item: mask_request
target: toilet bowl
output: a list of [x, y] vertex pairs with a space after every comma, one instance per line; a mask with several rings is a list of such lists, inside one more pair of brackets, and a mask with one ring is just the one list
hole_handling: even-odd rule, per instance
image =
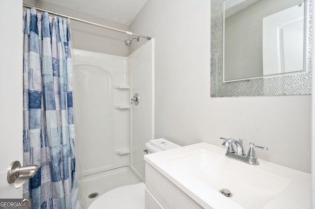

Exercise objective: Pull out each line of the records that contains the word "instance" and copy it in full.

Full answer:
output: a list of [x, y] vertex pairs with a space after every comma, one instance per line; a mask with several rings is a list of such lists, inside one more pair of brackets, and a mask with one ring is just the one list
hole_handling: even-odd rule, per instance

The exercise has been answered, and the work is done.